# Exercise requirements:
a. According to the SPAC passage, what was the value of US hedge funds' short positions in SPACs at the beginning of 2021?
b. Summarize the SPAC passage in two sentences.

The COVID-19 crisis has led to a surprising upsurge in transactions using special purpose acquisition vehicles (SPACs), which are now a popular alternative to taking companies public. Through SPACs, retail investors can invest in companies that otherwise would have to face several VC financing rounds before launching an IPO.
A turning point may have been reached, however, as the market for SPACs is oversaturated, according to analysts. In the US, hedge funds are increasingly shorting SPACs (USD 724m of short positions at the beginning of 2021 has jumped to USD 2.7bln in less than three months).
Due to the uptick in SPAC transactions, the Securities and Exchange Commission (SEC) has also drawn attention to SPACs and criticised the information transparency in particular. It has also published guidance on SPAC disclosures and criticised the liability rules and the lack of control over SPAC deals.
Any regulatory changes for SPACs would probably be even more damaging than regulatory scrutiny. Currently, SPACs can provide financial projections for the target company, as is typical in VC transactions. Their liability framework is much more limited than for publicly traded companies, and extending it would wipe out this significant advantage of SPACs to offer projections.
While no significant SPAC lawsuits have been filed yet, this may be expected due to the litigious nature of M&A. New disclosure requirements by the SEC may provide a basis for plenty of litigation. Similarly, the do-or-die nature of SPAC settlements causes vulnerability to fiduciary breach lawsuits. But whether SPACs manage to retain a place in the market in the long-term will depend on their performance.

# Extracted entries:
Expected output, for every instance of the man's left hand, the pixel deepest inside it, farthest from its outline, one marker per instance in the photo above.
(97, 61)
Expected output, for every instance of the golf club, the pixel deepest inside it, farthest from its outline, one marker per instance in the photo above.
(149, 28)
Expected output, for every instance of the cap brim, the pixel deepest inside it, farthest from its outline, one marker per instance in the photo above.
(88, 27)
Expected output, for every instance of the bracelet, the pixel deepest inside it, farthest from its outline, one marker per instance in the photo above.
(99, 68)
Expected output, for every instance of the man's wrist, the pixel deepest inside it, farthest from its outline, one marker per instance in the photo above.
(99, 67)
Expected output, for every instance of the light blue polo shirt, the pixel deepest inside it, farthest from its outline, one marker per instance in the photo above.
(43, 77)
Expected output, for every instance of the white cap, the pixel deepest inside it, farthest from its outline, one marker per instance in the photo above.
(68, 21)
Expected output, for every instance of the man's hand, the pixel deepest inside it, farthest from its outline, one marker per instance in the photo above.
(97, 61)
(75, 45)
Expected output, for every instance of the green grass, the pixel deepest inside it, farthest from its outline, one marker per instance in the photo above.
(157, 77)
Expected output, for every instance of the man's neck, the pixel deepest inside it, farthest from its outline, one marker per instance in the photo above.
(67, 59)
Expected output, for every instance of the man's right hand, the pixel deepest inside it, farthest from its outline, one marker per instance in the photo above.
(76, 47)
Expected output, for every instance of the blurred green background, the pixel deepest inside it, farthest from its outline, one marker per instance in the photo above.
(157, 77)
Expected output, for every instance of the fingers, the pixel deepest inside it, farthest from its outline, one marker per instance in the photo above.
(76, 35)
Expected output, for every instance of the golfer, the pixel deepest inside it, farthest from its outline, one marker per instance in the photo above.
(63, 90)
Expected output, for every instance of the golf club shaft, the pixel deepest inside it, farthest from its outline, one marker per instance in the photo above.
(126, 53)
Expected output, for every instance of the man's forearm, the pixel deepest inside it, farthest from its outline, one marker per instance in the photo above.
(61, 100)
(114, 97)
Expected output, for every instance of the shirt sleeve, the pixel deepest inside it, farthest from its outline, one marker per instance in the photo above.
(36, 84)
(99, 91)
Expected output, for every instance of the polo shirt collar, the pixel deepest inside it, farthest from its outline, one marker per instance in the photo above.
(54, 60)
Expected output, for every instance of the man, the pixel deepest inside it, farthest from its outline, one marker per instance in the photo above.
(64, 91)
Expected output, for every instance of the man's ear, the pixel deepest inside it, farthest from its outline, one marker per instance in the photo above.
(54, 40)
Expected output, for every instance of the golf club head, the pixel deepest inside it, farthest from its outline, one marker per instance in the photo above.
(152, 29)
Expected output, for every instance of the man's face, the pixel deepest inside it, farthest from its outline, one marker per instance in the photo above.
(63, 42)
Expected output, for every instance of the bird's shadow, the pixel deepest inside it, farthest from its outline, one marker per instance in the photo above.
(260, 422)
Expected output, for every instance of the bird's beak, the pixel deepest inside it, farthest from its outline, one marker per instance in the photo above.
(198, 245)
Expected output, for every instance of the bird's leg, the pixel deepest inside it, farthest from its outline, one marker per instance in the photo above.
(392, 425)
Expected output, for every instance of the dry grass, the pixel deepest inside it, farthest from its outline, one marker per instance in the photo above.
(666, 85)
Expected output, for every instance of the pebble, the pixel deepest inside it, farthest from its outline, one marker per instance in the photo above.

# Answers per task:
a. USD 724m.

b. The COVID-19 crisis brought a surge in SPAC transactions, which are now a popular alternative to taking companies public, but analysts say the market is oversaturated and US hedge funds are increasingly shorting SPACs. The SEC has criticized SPACs' information transparency and liability rules, regulatory changes could wipe out their advantage of offering projections, and their long-term place in the market will depend on their performance.